[Location identification items]
--------------------------------------------------

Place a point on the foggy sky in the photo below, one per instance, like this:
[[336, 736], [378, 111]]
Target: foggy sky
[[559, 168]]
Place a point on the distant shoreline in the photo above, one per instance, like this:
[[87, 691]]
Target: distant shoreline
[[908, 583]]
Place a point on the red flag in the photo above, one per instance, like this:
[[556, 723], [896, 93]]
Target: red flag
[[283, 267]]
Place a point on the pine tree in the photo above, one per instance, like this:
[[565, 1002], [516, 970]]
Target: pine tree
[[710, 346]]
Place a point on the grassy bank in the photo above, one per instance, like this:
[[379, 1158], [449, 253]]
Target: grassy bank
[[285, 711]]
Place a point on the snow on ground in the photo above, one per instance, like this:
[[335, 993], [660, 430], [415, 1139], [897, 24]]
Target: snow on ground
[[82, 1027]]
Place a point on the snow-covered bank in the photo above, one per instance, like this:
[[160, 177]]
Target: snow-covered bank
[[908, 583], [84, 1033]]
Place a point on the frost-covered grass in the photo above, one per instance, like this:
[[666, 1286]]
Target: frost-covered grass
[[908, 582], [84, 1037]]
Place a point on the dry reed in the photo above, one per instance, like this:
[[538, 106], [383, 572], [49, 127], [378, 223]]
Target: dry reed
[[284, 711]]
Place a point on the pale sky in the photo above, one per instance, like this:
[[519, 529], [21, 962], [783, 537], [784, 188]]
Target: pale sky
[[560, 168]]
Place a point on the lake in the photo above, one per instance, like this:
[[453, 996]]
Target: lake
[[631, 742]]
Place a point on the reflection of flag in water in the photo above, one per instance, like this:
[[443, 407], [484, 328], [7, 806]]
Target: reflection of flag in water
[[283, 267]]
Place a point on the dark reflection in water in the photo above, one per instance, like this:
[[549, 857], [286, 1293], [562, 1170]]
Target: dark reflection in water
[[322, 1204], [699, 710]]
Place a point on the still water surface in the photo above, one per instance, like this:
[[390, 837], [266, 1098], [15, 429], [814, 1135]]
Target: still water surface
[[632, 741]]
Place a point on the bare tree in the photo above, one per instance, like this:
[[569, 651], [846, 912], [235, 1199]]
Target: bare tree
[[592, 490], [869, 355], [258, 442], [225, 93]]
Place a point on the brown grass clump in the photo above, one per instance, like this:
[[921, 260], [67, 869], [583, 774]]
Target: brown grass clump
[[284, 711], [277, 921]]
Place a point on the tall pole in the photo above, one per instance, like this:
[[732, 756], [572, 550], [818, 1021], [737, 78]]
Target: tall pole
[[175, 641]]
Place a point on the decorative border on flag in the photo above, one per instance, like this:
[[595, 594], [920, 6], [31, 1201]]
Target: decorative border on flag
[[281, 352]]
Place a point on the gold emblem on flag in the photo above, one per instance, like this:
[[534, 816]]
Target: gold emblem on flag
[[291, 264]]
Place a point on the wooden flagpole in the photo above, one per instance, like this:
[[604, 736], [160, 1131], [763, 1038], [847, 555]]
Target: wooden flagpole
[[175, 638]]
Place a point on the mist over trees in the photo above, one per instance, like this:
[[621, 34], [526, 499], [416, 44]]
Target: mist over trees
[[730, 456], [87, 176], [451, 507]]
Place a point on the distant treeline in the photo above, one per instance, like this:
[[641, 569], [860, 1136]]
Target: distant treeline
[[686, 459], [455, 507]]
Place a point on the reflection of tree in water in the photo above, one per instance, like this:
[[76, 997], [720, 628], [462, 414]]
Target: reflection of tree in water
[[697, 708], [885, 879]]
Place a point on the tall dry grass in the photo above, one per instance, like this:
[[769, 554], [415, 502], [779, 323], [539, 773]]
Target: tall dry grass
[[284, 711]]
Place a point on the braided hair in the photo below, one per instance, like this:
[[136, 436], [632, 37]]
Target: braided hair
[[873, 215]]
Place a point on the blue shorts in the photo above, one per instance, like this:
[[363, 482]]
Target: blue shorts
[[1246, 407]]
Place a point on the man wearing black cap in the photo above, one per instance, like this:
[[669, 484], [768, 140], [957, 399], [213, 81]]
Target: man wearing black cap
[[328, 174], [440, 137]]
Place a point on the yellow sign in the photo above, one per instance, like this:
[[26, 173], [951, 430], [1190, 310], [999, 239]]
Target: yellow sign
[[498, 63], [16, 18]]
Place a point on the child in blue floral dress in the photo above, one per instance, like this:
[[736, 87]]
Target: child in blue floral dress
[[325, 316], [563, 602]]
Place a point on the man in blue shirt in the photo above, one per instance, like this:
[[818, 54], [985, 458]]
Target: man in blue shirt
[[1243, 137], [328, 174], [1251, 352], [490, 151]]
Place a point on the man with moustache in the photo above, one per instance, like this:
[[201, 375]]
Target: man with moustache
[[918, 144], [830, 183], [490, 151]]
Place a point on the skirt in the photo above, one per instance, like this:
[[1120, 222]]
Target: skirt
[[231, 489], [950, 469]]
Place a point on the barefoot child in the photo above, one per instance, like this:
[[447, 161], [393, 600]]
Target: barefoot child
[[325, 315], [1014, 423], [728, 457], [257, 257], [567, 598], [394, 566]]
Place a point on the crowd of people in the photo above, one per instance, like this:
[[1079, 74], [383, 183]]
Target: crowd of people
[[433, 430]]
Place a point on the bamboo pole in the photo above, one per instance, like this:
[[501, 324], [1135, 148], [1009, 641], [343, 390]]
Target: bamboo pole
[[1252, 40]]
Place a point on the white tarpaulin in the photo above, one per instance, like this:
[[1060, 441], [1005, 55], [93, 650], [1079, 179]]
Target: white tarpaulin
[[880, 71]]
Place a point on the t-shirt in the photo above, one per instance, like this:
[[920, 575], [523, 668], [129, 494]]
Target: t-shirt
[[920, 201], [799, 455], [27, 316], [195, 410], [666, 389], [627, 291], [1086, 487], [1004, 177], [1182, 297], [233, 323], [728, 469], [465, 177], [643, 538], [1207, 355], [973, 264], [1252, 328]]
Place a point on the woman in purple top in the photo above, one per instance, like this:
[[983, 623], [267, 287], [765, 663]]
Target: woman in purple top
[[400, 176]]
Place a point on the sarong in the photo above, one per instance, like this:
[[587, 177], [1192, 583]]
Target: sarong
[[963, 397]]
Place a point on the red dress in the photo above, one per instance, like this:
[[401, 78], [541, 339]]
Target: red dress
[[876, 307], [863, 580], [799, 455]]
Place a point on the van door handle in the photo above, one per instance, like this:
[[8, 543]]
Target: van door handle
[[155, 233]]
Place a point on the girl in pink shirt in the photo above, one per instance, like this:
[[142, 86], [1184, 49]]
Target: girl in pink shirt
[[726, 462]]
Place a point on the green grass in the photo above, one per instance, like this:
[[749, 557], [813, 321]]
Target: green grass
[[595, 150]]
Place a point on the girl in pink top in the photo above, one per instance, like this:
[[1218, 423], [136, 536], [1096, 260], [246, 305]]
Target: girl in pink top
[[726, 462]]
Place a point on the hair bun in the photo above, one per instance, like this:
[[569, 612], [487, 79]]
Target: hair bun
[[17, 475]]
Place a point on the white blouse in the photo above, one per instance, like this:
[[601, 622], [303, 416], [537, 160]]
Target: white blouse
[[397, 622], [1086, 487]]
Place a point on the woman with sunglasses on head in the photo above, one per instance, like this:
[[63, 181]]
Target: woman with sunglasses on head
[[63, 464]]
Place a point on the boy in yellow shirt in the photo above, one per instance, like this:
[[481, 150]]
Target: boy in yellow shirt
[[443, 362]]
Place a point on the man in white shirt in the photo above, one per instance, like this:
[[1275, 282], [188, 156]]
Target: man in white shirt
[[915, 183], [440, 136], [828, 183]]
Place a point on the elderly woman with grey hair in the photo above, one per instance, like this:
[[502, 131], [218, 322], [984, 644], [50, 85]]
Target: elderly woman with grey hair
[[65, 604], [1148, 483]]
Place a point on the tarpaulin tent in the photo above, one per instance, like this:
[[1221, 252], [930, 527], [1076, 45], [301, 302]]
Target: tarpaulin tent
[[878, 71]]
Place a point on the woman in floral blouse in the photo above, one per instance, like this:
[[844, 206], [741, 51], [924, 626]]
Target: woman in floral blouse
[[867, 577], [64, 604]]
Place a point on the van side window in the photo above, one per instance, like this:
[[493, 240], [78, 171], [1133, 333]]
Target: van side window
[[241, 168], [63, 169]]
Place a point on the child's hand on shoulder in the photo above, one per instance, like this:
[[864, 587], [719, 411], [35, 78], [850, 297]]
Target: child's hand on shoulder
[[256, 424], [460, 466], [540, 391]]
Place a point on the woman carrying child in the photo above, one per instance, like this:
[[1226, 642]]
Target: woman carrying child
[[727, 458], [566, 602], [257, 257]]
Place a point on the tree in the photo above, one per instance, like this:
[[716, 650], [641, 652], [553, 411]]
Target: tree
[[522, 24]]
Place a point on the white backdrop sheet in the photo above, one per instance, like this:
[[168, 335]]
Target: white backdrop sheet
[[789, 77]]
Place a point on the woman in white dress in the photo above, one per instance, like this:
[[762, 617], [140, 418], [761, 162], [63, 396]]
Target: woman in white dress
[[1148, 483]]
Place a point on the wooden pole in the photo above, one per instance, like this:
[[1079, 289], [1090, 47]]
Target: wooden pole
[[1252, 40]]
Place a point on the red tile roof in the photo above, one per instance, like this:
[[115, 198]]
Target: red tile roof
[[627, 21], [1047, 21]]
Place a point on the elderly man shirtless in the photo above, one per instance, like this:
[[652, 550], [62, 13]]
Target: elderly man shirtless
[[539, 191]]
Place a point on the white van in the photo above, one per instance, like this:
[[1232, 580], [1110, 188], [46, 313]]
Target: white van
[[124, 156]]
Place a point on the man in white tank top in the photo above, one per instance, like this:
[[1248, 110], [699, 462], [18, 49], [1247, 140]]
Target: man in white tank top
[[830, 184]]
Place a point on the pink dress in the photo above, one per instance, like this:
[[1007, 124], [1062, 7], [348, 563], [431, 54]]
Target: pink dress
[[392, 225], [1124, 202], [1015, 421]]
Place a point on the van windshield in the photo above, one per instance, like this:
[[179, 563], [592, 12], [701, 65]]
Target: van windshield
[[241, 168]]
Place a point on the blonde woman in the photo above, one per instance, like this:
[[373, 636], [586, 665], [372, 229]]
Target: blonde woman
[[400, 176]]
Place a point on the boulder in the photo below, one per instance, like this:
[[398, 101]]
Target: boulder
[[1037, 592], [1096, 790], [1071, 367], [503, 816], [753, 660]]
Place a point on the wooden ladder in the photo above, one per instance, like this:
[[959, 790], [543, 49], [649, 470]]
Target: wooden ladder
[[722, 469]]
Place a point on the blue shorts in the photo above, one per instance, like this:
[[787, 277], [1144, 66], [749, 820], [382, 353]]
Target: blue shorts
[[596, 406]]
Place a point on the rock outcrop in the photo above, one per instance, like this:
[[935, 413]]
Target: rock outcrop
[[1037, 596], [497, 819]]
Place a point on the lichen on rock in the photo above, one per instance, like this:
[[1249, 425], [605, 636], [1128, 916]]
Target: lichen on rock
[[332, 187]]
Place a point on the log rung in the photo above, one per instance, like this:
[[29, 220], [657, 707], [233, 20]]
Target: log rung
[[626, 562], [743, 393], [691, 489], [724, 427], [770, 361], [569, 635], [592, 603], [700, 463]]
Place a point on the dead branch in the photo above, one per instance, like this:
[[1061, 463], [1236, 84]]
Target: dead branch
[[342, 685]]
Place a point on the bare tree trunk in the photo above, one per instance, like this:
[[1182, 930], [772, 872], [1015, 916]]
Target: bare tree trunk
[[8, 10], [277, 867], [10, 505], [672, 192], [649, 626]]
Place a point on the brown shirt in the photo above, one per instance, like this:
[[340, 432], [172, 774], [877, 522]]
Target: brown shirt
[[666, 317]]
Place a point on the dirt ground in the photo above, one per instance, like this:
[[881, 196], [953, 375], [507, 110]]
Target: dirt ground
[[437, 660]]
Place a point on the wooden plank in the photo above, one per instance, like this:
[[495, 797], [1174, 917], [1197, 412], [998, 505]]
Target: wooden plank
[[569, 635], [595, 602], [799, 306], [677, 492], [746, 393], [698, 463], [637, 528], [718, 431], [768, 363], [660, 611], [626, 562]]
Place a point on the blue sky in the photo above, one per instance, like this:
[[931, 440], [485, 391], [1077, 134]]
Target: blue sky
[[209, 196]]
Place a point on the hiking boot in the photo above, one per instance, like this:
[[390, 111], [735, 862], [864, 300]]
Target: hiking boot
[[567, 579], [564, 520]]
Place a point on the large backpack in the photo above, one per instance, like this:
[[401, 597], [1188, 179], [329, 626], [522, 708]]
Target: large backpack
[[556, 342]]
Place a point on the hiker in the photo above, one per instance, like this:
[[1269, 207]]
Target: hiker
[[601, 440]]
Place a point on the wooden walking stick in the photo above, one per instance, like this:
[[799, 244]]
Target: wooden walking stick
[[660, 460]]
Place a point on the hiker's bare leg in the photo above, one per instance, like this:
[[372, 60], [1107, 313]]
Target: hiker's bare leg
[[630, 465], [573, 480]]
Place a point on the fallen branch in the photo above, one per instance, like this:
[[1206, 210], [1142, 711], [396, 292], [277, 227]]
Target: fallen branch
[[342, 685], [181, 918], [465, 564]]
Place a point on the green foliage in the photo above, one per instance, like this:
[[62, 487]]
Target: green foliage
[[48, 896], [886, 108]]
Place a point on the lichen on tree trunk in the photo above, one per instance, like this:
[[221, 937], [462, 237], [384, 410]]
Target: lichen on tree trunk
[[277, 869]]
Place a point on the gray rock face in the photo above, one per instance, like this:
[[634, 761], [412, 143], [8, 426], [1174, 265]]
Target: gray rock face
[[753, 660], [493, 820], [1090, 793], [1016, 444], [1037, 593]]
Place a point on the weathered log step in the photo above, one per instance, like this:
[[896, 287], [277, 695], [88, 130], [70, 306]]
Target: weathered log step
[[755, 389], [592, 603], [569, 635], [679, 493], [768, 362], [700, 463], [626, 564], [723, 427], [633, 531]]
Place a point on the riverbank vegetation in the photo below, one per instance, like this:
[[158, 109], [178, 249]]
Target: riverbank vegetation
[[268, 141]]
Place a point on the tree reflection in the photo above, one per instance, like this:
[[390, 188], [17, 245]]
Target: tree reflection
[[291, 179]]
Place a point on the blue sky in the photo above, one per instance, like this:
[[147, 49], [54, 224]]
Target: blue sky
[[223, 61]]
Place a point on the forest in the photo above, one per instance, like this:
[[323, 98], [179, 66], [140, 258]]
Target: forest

--------------------------------------------------

## Requirements
Give back, exactly as written, the lines from the one with "Place a point on the riverbank" to the last line.

## Task answer
Place a point on the riverbank vegetation in the photo below, one per instance, like this:
[[158, 109], [178, 249]]
Target: riverbank vegetation
[[268, 141]]
Place a point on the tree reflection in the photo above, one per instance, like this:
[[390, 188], [17, 245]]
Target: tree reflection
[[291, 179]]
Place a point on the blue sky in the photo above, one per instance, like this:
[[147, 49], [54, 224]]
Target: blue sky
[[223, 61]]
Place a point on the forest in the photo above, one per instance, like this:
[[323, 98], [179, 66], [140, 258]]
Target: forest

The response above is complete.